■ EXERCISE OBJECTIVE
Rewrite the part of the text on the emergency contraception protest starting at "The protestors said" and ending at "follow these recommendations.", changing "protestors" to "demonstrators".
[[ READING TEXT open ]]
Nine women were arrested Friday as they participated in a protest of the Food and Drug Administration’s (FDA) holding up the over-the-counter-use of Emergency Contraception (EC). Part of a group of some 40 protesters, the nine women, mostly from New York and Florida, were charged with disorderly conduct as they were arrested by Homeland Security officers for blocking the entrance to FDA headquarters in Rockville, MD.
The protestors said that they wanted to meet with Steve Galson, Acting Director of the FDA Center for Drug Evaluation who issued a “not approvable” letter in May 2004 in response to the initial application from Barr Pharmaceuticals, Inc., but were told he was unavailable. Two FDA advisory panels voted in December 2003 to recommend approval of the sale of Plan B without a prescription, but Galson said that he made the May 2004 decision on his own and did not follow these recommendations.
The American College of Obstetricians and Gynecologists (ACOG) just released a statement urging the FDA to approve a new Barr application for over-the-counter EC. ACOG said in its release that “greater access to emergency contraceptives could cut the U.S. unintended pregnancy and the abortion rate in half.”
[[ READING TEXT closed ]]
[[ DATASET open ]]
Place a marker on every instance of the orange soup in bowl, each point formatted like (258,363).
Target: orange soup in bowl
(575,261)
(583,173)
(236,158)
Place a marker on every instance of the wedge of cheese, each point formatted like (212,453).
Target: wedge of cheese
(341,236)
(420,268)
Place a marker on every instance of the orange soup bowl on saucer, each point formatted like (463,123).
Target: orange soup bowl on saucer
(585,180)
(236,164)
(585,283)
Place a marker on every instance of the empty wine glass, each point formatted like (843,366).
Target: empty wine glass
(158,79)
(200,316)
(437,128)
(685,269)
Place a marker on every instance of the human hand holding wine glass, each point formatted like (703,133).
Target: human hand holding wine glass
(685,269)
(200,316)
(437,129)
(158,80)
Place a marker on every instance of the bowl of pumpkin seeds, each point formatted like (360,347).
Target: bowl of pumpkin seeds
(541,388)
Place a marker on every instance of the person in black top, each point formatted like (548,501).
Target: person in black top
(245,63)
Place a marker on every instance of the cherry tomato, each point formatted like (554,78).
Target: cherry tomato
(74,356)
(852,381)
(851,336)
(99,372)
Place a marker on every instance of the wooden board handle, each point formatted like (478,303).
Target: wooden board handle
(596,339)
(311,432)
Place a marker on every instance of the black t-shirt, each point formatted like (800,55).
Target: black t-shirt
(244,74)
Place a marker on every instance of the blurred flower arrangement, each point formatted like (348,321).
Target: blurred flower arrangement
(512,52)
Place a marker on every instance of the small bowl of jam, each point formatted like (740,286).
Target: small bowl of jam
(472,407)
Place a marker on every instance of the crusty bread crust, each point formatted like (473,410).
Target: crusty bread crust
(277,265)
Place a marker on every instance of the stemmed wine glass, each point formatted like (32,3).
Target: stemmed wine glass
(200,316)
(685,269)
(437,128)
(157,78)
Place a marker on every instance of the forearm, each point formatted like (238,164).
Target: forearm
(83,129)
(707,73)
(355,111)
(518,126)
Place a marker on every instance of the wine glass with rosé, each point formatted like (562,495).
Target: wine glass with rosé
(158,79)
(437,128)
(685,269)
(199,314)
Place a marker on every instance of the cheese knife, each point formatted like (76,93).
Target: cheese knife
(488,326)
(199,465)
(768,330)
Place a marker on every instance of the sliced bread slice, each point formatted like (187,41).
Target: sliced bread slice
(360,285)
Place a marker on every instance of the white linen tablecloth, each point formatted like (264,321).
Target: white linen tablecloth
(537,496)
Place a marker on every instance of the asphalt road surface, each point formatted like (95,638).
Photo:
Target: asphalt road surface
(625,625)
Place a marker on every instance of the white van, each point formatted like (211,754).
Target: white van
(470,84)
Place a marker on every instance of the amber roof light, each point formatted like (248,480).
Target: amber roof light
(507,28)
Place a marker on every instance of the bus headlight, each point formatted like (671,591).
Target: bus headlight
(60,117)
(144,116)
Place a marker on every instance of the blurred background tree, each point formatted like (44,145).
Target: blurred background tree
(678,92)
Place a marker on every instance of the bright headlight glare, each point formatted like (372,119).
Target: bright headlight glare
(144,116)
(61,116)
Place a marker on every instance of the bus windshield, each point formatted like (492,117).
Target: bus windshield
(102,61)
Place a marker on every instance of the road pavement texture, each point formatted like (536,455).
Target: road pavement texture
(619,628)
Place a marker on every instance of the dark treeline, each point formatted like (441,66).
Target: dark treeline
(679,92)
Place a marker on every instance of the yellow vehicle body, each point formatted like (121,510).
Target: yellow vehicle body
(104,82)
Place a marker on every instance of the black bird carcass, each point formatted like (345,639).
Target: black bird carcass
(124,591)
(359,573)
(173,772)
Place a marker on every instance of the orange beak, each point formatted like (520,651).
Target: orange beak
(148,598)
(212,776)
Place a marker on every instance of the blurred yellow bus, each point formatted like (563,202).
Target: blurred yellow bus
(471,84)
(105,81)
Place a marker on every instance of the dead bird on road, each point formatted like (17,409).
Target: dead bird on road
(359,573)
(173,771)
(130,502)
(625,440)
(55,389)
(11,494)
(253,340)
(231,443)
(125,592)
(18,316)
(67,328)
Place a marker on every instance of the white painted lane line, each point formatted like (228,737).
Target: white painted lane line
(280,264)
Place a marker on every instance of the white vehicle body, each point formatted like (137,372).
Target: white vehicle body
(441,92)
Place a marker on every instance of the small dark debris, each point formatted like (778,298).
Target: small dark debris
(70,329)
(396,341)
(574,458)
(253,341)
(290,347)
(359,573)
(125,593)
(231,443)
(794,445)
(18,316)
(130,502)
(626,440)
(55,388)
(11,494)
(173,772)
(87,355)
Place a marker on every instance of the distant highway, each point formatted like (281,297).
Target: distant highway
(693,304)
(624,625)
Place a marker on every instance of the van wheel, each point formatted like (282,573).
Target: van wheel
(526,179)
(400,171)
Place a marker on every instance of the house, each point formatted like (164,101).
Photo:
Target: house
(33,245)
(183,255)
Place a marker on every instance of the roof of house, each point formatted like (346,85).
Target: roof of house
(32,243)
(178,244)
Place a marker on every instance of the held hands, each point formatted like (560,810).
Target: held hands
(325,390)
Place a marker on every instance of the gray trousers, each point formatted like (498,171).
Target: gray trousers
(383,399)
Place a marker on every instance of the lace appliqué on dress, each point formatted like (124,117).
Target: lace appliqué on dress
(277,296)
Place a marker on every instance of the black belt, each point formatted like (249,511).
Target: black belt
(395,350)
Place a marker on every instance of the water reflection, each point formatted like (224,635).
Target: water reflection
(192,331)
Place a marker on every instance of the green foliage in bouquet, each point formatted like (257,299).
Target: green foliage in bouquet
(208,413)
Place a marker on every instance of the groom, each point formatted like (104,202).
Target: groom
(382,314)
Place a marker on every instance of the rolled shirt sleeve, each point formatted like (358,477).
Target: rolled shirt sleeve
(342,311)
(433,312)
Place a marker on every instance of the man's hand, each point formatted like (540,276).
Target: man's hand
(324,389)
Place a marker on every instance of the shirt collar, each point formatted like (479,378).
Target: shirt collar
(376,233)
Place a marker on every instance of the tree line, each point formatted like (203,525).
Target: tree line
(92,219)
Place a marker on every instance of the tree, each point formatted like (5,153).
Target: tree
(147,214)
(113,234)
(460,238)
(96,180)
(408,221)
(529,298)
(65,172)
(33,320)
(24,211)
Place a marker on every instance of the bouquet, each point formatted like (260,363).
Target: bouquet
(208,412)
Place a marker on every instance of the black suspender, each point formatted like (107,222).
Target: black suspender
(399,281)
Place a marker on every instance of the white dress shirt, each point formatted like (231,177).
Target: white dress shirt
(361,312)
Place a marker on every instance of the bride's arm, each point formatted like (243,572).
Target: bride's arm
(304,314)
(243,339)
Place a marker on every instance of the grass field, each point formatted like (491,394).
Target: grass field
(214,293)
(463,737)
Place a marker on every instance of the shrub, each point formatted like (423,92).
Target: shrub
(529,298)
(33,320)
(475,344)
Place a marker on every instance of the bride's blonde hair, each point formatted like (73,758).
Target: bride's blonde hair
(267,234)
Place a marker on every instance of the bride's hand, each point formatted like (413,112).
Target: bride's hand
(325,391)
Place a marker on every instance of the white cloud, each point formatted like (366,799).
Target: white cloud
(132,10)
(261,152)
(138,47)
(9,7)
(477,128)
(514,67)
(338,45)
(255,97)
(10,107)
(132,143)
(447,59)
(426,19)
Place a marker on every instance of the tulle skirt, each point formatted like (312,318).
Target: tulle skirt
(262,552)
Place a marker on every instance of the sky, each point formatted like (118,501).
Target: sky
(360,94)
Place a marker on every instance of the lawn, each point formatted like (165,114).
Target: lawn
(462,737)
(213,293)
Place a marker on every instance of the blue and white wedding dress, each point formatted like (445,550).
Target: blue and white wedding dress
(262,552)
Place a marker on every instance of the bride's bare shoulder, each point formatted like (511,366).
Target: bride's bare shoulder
[[ DATASET closed ]]
■ SOLUTION TO THE PROBLEM
The demonstrators said that they wanted to meet with Steve Galson, Acting Director of the FDA Center for Drug Evaluation who issued a “not approvable” letter in May 2004 in response to the initial application from Barr Pharmaceuticals, Inc., but were told he was unavailable. Two FDA advisory panels voted in December 2003 to recommend approval of the sale of Plan B without a prescription, but Galson said that he made the May 2004 decision on his own and did not follow these recommendations.